== Directions ==
Update the lines below by replacing each "sneaker" with "shoe" and leaving everything else unchanged.

== Entries taken from a collection ==

■ ■ ■

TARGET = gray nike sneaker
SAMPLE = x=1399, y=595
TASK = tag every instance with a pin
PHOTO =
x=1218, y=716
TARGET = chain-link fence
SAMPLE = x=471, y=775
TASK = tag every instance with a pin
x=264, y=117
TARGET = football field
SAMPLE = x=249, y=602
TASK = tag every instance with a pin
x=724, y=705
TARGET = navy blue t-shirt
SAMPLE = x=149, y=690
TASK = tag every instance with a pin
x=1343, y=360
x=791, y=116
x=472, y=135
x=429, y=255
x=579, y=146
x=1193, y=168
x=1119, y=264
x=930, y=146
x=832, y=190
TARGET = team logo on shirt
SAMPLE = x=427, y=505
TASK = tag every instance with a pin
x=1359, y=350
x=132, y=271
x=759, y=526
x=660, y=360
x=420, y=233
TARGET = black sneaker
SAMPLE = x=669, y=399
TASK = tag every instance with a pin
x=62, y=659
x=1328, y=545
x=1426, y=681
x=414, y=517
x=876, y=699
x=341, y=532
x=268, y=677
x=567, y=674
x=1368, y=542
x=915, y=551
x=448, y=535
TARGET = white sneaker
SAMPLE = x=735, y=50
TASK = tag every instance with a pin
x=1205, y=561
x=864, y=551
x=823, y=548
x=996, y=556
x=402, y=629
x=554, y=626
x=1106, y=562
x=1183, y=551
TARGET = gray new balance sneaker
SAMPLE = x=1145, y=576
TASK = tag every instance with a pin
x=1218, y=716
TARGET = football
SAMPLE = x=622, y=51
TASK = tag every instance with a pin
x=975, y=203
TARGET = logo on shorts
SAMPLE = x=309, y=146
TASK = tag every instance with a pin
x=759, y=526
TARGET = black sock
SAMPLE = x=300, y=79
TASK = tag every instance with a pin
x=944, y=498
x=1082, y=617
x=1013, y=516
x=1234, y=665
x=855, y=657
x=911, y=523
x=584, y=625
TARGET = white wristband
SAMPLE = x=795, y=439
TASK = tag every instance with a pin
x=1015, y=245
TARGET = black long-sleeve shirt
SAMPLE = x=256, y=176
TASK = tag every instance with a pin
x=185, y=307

■ ■ ■

== Answer in full ==
TARGET = gray nike shoe
SAMPLE = x=1399, y=595
TASK = tag every instance with a pin
PHOTO =
x=1218, y=716
TARGET = chain-link fence
SAMPLE = x=471, y=775
TASK = tag every instance with a pin
x=264, y=117
TARGET = football field
SAMPLE = x=249, y=602
TASK = tag every instance with a pin
x=724, y=705
TARGET = navy blue t-shirt
SAMPLE = x=149, y=690
TASK = tag every instance with a pin
x=1343, y=360
x=791, y=116
x=472, y=135
x=429, y=255
x=579, y=146
x=1193, y=168
x=1119, y=264
x=930, y=146
x=832, y=190
TARGET = team logo on shirt
SAMPLE = x=427, y=505
TASK = tag every instance with a pin
x=1359, y=350
x=132, y=271
x=759, y=526
x=660, y=360
x=420, y=233
TARGET = black shoe
SAMPLE = x=669, y=399
TASK = tag every instance with a pin
x=62, y=659
x=1328, y=545
x=1426, y=681
x=414, y=517
x=876, y=699
x=341, y=532
x=268, y=677
x=567, y=674
x=1368, y=542
x=915, y=551
x=448, y=535
TARGET = white shoe
SAMPLE = x=735, y=50
TASK = tag every instance with a pin
x=1205, y=561
x=864, y=551
x=823, y=548
x=996, y=556
x=402, y=629
x=554, y=626
x=1106, y=562
x=1183, y=551
TARGET = gray new balance shoe
SAMPLE = x=1145, y=576
TASK = tag every instance with a pin
x=1218, y=716
TARGET = football
SAMPLE = x=622, y=51
TASK = tag every instance with a pin
x=975, y=203
TARGET = logo on shorts
SAMPLE = x=309, y=146
TASK = tag every instance with a pin
x=759, y=526
TARGET = black sock
SAMPLE = x=300, y=79
TASK = tag every instance with a pin
x=944, y=498
x=1082, y=617
x=1013, y=516
x=1234, y=665
x=855, y=657
x=911, y=523
x=584, y=625
TARGET = white wristband
SAMPLE = x=795, y=439
TASK = tag every instance with a pin
x=1015, y=245
TARGET = black long-sleeve shirt
SAMPLE = x=256, y=176
TASK = tag every instance with a pin
x=185, y=307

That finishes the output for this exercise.